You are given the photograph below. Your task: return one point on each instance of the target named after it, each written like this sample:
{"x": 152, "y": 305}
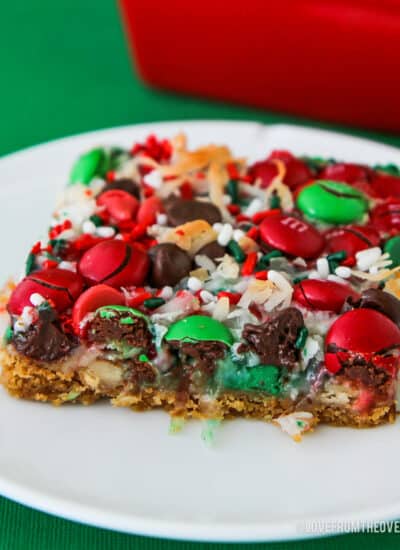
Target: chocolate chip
{"x": 274, "y": 341}
{"x": 212, "y": 250}
{"x": 125, "y": 184}
{"x": 170, "y": 264}
{"x": 44, "y": 340}
{"x": 180, "y": 211}
{"x": 381, "y": 301}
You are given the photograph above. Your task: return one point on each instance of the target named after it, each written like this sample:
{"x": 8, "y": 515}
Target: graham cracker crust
{"x": 27, "y": 379}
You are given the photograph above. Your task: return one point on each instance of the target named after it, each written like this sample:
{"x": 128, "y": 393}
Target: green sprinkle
{"x": 208, "y": 431}
{"x": 337, "y": 256}
{"x": 96, "y": 220}
{"x": 127, "y": 321}
{"x": 390, "y": 169}
{"x": 30, "y": 263}
{"x": 299, "y": 278}
{"x": 301, "y": 339}
{"x": 8, "y": 335}
{"x": 236, "y": 251}
{"x": 275, "y": 201}
{"x": 264, "y": 260}
{"x": 232, "y": 189}
{"x": 153, "y": 303}
{"x": 176, "y": 424}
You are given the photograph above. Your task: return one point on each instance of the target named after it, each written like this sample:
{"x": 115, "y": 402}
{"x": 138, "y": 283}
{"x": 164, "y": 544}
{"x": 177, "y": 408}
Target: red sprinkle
{"x": 233, "y": 209}
{"x": 261, "y": 275}
{"x": 260, "y": 216}
{"x": 186, "y": 190}
{"x": 233, "y": 297}
{"x": 253, "y": 233}
{"x": 249, "y": 264}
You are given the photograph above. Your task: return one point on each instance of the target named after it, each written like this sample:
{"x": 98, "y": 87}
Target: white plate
{"x": 114, "y": 468}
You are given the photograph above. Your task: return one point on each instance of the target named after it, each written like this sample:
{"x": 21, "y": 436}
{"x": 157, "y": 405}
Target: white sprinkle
{"x": 238, "y": 234}
{"x": 225, "y": 234}
{"x": 207, "y": 297}
{"x": 166, "y": 293}
{"x": 314, "y": 275}
{"x": 218, "y": 226}
{"x": 105, "y": 231}
{"x": 154, "y": 179}
{"x": 343, "y": 271}
{"x": 194, "y": 284}
{"x": 323, "y": 267}
{"x": 366, "y": 258}
{"x": 36, "y": 299}
{"x": 89, "y": 227}
{"x": 161, "y": 219}
{"x": 255, "y": 206}
{"x": 336, "y": 279}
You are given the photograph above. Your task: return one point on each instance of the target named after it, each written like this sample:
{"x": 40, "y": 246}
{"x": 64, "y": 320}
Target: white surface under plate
{"x": 114, "y": 468}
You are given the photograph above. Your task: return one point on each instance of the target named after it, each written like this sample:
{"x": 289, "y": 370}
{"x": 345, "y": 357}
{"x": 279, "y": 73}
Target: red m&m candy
{"x": 114, "y": 263}
{"x": 386, "y": 217}
{"x": 386, "y": 186}
{"x": 120, "y": 205}
{"x": 351, "y": 239}
{"x": 59, "y": 286}
{"x": 292, "y": 236}
{"x": 93, "y": 298}
{"x": 323, "y": 295}
{"x": 363, "y": 331}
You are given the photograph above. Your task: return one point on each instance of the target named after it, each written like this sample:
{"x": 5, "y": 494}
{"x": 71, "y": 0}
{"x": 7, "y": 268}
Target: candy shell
{"x": 148, "y": 210}
{"x": 292, "y": 236}
{"x": 199, "y": 328}
{"x": 351, "y": 239}
{"x": 114, "y": 263}
{"x": 346, "y": 172}
{"x": 332, "y": 202}
{"x": 385, "y": 217}
{"x": 91, "y": 300}
{"x": 323, "y": 295}
{"x": 363, "y": 331}
{"x": 386, "y": 186}
{"x": 392, "y": 247}
{"x": 60, "y": 286}
{"x": 120, "y": 205}
{"x": 88, "y": 166}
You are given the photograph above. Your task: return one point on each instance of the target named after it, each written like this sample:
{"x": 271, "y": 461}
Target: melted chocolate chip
{"x": 125, "y": 184}
{"x": 381, "y": 301}
{"x": 274, "y": 341}
{"x": 212, "y": 250}
{"x": 121, "y": 326}
{"x": 180, "y": 211}
{"x": 44, "y": 340}
{"x": 170, "y": 264}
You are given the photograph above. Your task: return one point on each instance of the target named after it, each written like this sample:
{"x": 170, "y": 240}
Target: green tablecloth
{"x": 65, "y": 69}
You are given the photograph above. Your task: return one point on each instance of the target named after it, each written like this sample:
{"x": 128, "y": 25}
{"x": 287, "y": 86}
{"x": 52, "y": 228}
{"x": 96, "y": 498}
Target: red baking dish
{"x": 335, "y": 60}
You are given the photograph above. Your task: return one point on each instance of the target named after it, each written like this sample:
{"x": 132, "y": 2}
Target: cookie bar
{"x": 212, "y": 288}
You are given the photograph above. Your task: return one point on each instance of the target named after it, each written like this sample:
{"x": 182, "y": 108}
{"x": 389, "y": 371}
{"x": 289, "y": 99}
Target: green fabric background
{"x": 64, "y": 69}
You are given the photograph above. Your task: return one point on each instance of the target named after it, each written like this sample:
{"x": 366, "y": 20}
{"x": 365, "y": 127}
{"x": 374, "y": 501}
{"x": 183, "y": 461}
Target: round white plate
{"x": 114, "y": 468}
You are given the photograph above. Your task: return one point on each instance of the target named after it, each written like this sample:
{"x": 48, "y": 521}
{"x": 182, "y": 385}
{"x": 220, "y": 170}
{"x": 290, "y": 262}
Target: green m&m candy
{"x": 88, "y": 166}
{"x": 392, "y": 247}
{"x": 332, "y": 202}
{"x": 199, "y": 328}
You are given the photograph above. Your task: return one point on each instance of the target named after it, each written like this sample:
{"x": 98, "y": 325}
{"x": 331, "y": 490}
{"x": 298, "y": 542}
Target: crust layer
{"x": 26, "y": 379}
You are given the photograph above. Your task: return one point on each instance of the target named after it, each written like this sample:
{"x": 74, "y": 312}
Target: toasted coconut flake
{"x": 191, "y": 236}
{"x": 258, "y": 292}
::::::
Instructions for the task: Any picture found in the records stays out, while everything else is copied exactly.

Exercise result:
You are given the photograph below. Your task: return one point on each instance of the target named after it, each written like this sample:
{"x": 152, "y": 305}
Target: chocolate chip
{"x": 274, "y": 341}
{"x": 212, "y": 250}
{"x": 125, "y": 184}
{"x": 170, "y": 264}
{"x": 44, "y": 340}
{"x": 180, "y": 211}
{"x": 381, "y": 301}
You are given the photograph above. Your task: return one point on each instance of the target named after it, each written like this sample:
{"x": 8, "y": 515}
Target: graham cracker crust
{"x": 27, "y": 379}
You are given the photograph above. Your task: return one point on each instance of the target named after it, each written like this sample:
{"x": 128, "y": 393}
Target: green sprinkle
{"x": 208, "y": 431}
{"x": 337, "y": 256}
{"x": 96, "y": 220}
{"x": 127, "y": 321}
{"x": 390, "y": 169}
{"x": 30, "y": 263}
{"x": 299, "y": 278}
{"x": 301, "y": 339}
{"x": 8, "y": 335}
{"x": 236, "y": 251}
{"x": 275, "y": 201}
{"x": 264, "y": 260}
{"x": 232, "y": 189}
{"x": 153, "y": 303}
{"x": 176, "y": 424}
You are given the photograph above. Your task: return one point on each instance of the target named after it, each written like this sample:
{"x": 115, "y": 402}
{"x": 138, "y": 283}
{"x": 164, "y": 544}
{"x": 177, "y": 408}
Target: red sprinkle
{"x": 233, "y": 209}
{"x": 261, "y": 275}
{"x": 260, "y": 216}
{"x": 186, "y": 190}
{"x": 233, "y": 297}
{"x": 253, "y": 233}
{"x": 249, "y": 264}
You are given the photograph above. Your task: return one point on each instance of the target named after it, each written like this sample:
{"x": 98, "y": 87}
Target: white plate
{"x": 114, "y": 468}
You are given the photograph above. Your task: return one point on each instance of the target named after it, each written like this sample:
{"x": 21, "y": 436}
{"x": 157, "y": 405}
Target: white sprinkle
{"x": 238, "y": 234}
{"x": 225, "y": 234}
{"x": 207, "y": 297}
{"x": 166, "y": 293}
{"x": 314, "y": 275}
{"x": 218, "y": 226}
{"x": 105, "y": 231}
{"x": 154, "y": 179}
{"x": 343, "y": 271}
{"x": 194, "y": 284}
{"x": 323, "y": 267}
{"x": 366, "y": 258}
{"x": 36, "y": 299}
{"x": 89, "y": 227}
{"x": 161, "y": 219}
{"x": 255, "y": 206}
{"x": 336, "y": 279}
You are given the photograph above. Your task: return one point on each instance of the target named after it, each written like this sample:
{"x": 40, "y": 246}
{"x": 64, "y": 320}
Target: white surface under plate
{"x": 114, "y": 468}
You are given the photograph above. Your task: return one point on each instance of the target named after it, each written like this sample:
{"x": 289, "y": 370}
{"x": 345, "y": 357}
{"x": 279, "y": 73}
Target: red m&m candy
{"x": 114, "y": 263}
{"x": 386, "y": 217}
{"x": 386, "y": 186}
{"x": 120, "y": 205}
{"x": 351, "y": 239}
{"x": 59, "y": 286}
{"x": 292, "y": 236}
{"x": 93, "y": 298}
{"x": 323, "y": 295}
{"x": 363, "y": 331}
You are given the photograph above. Your task: return one point on each instance of the target named after it, each written like this sample:
{"x": 5, "y": 494}
{"x": 71, "y": 0}
{"x": 7, "y": 268}
Target: candy shell
{"x": 148, "y": 210}
{"x": 292, "y": 236}
{"x": 199, "y": 328}
{"x": 351, "y": 239}
{"x": 114, "y": 263}
{"x": 346, "y": 172}
{"x": 332, "y": 202}
{"x": 385, "y": 217}
{"x": 91, "y": 300}
{"x": 323, "y": 295}
{"x": 363, "y": 331}
{"x": 386, "y": 186}
{"x": 392, "y": 247}
{"x": 60, "y": 286}
{"x": 120, "y": 205}
{"x": 88, "y": 166}
You are given the photograph above. Your task: return one point on each instance of the target named after it, each written like this sample:
{"x": 271, "y": 461}
Target: melted chocolate chip
{"x": 125, "y": 184}
{"x": 381, "y": 301}
{"x": 274, "y": 341}
{"x": 212, "y": 250}
{"x": 121, "y": 326}
{"x": 180, "y": 211}
{"x": 44, "y": 340}
{"x": 170, "y": 264}
You are given the photograph above. Your task: return one point on each instance of the target named after it, each written like this sample:
{"x": 170, "y": 240}
Target: green tablecloth
{"x": 65, "y": 69}
You are given the photograph above. Your task: return one point on each instance of the target named after it, each written like this sample:
{"x": 128, "y": 25}
{"x": 287, "y": 86}
{"x": 52, "y": 228}
{"x": 96, "y": 498}
Target: red baking dish
{"x": 335, "y": 60}
You are given the photograph above. Your task: return one point on each instance of the target named after it, each written like this sample:
{"x": 132, "y": 2}
Target: cookie bar
{"x": 212, "y": 288}
You are given the photograph above. Your task: return one point on each instance of the target named after it, each written like this sample:
{"x": 182, "y": 108}
{"x": 389, "y": 371}
{"x": 289, "y": 99}
Target: green fabric background
{"x": 64, "y": 69}
You are given the photograph above. Your task: return one point on each instance of the target named after it, each written like this sample:
{"x": 366, "y": 20}
{"x": 365, "y": 127}
{"x": 374, "y": 501}
{"x": 183, "y": 461}
Target: round white plate
{"x": 114, "y": 468}
You are given the photograph above. Your task: return one point on each instance of the target named after it, each written like this sample:
{"x": 48, "y": 521}
{"x": 182, "y": 385}
{"x": 220, "y": 170}
{"x": 290, "y": 262}
Target: green m&m candy
{"x": 88, "y": 166}
{"x": 392, "y": 247}
{"x": 332, "y": 202}
{"x": 199, "y": 328}
You are given the photograph above. Your task: return one point on each instance of the target named after it, each written like this sample:
{"x": 98, "y": 325}
{"x": 331, "y": 490}
{"x": 298, "y": 542}
Target: crust layer
{"x": 26, "y": 379}
You are given the photograph above. Your task: return one point on each instance of the target named after it, each written like this sample:
{"x": 74, "y": 312}
Target: toasted coconut flake
{"x": 191, "y": 236}
{"x": 258, "y": 292}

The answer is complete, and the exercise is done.